Start Entries provided
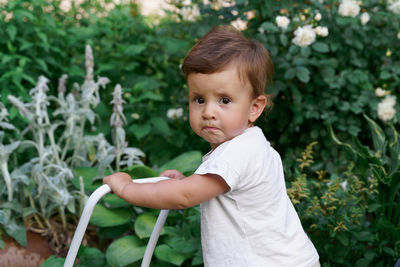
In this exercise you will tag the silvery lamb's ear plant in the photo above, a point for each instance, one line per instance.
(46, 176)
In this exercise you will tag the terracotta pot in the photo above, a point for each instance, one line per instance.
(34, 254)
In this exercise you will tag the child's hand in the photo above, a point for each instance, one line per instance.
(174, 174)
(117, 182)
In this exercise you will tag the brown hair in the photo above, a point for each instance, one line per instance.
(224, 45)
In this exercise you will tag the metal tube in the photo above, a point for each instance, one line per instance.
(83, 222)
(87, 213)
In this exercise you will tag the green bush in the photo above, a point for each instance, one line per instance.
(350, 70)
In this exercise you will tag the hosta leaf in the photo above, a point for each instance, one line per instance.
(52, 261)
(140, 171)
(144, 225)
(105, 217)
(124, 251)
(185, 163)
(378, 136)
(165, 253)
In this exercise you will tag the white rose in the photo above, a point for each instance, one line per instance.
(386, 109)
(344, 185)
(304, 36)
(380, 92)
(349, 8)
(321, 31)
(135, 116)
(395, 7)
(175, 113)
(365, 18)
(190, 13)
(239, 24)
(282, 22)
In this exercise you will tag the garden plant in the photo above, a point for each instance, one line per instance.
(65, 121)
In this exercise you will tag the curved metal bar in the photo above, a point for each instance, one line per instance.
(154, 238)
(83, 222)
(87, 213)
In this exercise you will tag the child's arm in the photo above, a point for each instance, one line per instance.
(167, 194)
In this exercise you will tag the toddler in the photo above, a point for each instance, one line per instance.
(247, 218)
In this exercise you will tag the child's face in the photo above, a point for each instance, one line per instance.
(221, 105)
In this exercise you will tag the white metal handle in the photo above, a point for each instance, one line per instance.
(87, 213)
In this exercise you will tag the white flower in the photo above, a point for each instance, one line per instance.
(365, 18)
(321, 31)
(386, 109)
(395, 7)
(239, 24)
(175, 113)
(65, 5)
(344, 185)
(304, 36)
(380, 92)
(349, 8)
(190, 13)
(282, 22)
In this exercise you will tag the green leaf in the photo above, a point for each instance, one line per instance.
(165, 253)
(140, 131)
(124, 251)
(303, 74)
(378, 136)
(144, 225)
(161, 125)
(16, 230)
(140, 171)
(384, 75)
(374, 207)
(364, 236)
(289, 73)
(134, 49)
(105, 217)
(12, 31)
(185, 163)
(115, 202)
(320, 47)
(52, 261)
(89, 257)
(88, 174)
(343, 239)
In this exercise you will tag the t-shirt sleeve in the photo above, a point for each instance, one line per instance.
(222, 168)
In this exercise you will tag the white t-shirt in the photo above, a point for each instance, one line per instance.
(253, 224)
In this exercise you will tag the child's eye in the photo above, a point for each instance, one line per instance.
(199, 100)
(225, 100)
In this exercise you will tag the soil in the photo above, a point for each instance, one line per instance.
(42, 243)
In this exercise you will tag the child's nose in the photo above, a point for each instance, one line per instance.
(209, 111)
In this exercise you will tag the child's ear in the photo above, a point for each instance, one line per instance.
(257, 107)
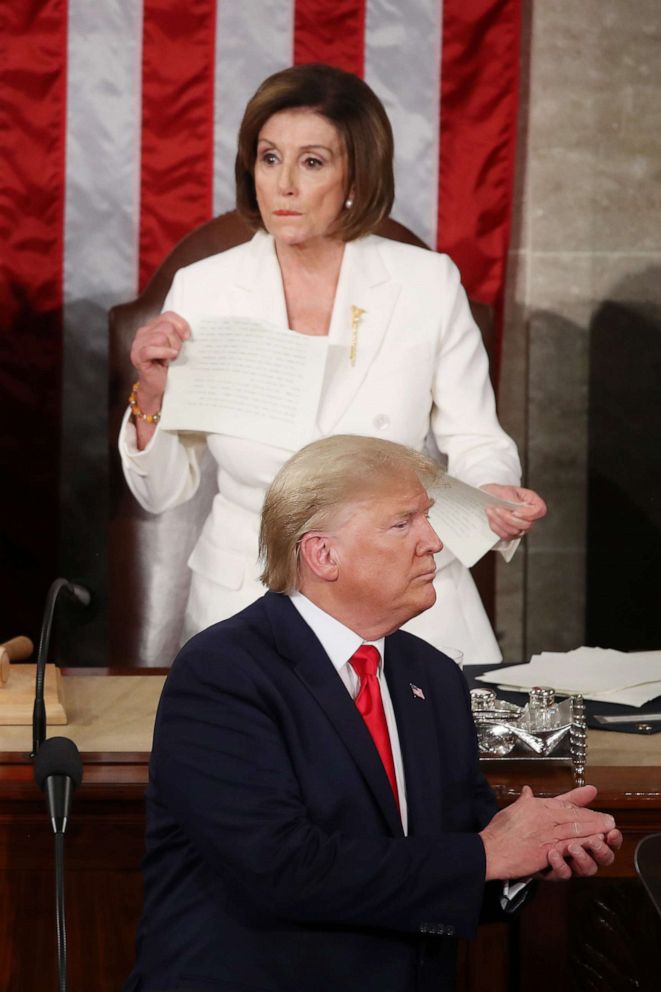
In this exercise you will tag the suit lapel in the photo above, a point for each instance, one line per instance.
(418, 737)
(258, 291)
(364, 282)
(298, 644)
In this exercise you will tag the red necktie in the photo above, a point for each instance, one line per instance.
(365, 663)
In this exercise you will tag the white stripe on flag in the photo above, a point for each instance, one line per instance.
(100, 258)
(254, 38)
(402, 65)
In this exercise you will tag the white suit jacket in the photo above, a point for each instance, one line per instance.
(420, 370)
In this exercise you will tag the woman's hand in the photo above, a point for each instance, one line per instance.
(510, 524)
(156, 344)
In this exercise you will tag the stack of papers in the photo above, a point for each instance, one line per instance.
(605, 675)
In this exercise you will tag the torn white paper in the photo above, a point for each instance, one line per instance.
End Entries provided
Exercise brief -
Quote the listing above in full, except for the pictures.

Reply to the task -
In this exercise you will tag the silvery lamb's ear plant in the photo above, a point for each instance, one line per instance.
(46, 176)
In this exercise you will tag the terracotta pot in the photo above, a point for each instance, one line per instance.
(34, 254)
In this exercise you will tag the child's hand in the photo above, a point for each instance, one line per instance.
(174, 174)
(117, 182)
In this exercise you will tag the brown hair in the photo above, a point for each instance, one line per instance.
(224, 45)
In this exercise you will tag the metal tube in the photo above, a point for each instance, one line per instance.
(83, 222)
(87, 213)
In this exercise you will tag the green bush in the photo above, a point for each instance, one line per instance.
(350, 70)
In this exercise you will tag the hosta leaf in the photo above, a point for each instance, one line per instance.
(52, 261)
(140, 171)
(144, 225)
(105, 217)
(124, 251)
(185, 163)
(378, 136)
(165, 253)
In this exercise you will tag the white rose in the photo above, a point for each instance, one line per instance.
(386, 109)
(344, 185)
(304, 36)
(380, 92)
(349, 8)
(321, 31)
(135, 116)
(395, 7)
(175, 113)
(365, 18)
(190, 13)
(239, 24)
(282, 22)
In this exercise you will tag the garden plant in the photo above, a point for each instance, one line per instance.
(65, 121)
In this exercise you will tag the curved metal bar in the photo above, a point for each instance, one line per instance.
(154, 238)
(83, 222)
(87, 213)
In this exercise you will tag the child's arm in the photo above, a point for each instance, one line per instance.
(167, 194)
In this exercise you will tag the toddler in the photo above, a point for each instance, one line per instance.
(247, 218)
In this exercise you will tag the child's face in the photo above, a point for each instance, one line per instance.
(221, 105)
In this exercise you will tag the white metal handle in the photo above, a point for each instance, one line per instance.
(87, 213)
In this exercise you will tag the white flower in the photo above, a point for each instance, one line per instance.
(365, 18)
(321, 31)
(386, 109)
(395, 7)
(239, 24)
(175, 113)
(65, 5)
(344, 185)
(304, 36)
(380, 92)
(349, 8)
(190, 13)
(282, 22)
In this exercise you will tag the green leaf in the photo above, a point for each instance, one line per instance.
(165, 253)
(140, 131)
(124, 251)
(303, 74)
(378, 136)
(144, 225)
(161, 125)
(16, 230)
(140, 171)
(384, 75)
(374, 207)
(364, 236)
(289, 73)
(134, 49)
(105, 217)
(12, 31)
(185, 163)
(115, 202)
(320, 47)
(52, 261)
(89, 257)
(88, 174)
(343, 239)
In this exercise you will tag the t-shirt sleeve in the photo above, a point for each instance, one line per instance.
(222, 168)
In this exercise you will tag the white t-shirt in the photo above, a point for each instance, one line per instance.
(253, 224)
In this exercise you will tag the child's eye in the photo above, a point for each instance, one line per instance.
(199, 100)
(225, 100)
In this exercise you will tag the soil in the photo above, a point for each instance, one line per instance.
(42, 243)
In this exercise you will tag the child's nose in the photo above, a point for each instance, one line per instance.
(209, 111)
In this exercise you will tag the child's ear in the photo above, a point for each instance, one line per instance.
(257, 107)
In this exercise you will tag the suit lapel in the photo above, a point for each instance, one line per instance.
(418, 737)
(258, 291)
(364, 282)
(298, 644)
In this exercise you will tag the red necktie in the photo above, a point for each instance, one line per instance.
(365, 663)
In this exercise you will tag the white stripe on flag in the photo above, a point for each instance, one line per instance.
(100, 258)
(254, 38)
(402, 65)
In this exercise you will tag the white suit jacket in the photo above, a point for each instance, one line per instance.
(420, 370)
In this exercise you will tag the woman's hand in the photo above, a point for each instance, one line per instance.
(510, 524)
(156, 344)
In this exercise you will tag the stack of papers in the photo above, a point for each instance, one line per instance.
(605, 675)
In this exercise you will tag the torn white paper in the photo above, a point for each instance, one line per instance.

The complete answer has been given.